▶ _Goal of the exercise_
Starting at the line containing "Where can you see the bare" and running through the end of the data, rewrite that stretch with "bare tree" changed to "leafless tree". Leave everything else the same.

Rows from a pointing dataset
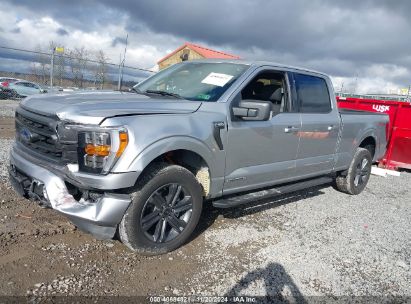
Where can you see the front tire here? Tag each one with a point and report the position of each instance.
(356, 178)
(165, 210)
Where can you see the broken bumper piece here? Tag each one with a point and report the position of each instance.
(99, 217)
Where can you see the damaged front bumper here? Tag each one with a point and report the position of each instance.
(99, 216)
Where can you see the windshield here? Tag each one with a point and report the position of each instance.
(199, 81)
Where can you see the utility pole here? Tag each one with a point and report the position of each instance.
(121, 66)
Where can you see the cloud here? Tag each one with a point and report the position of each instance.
(349, 40)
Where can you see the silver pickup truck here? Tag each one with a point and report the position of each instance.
(142, 164)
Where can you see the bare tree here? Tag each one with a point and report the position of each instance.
(78, 65)
(42, 65)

▶ _Written answer_
Where can you see the leafless tree here? Tag each one with a point and report the position of each instance.
(78, 65)
(42, 65)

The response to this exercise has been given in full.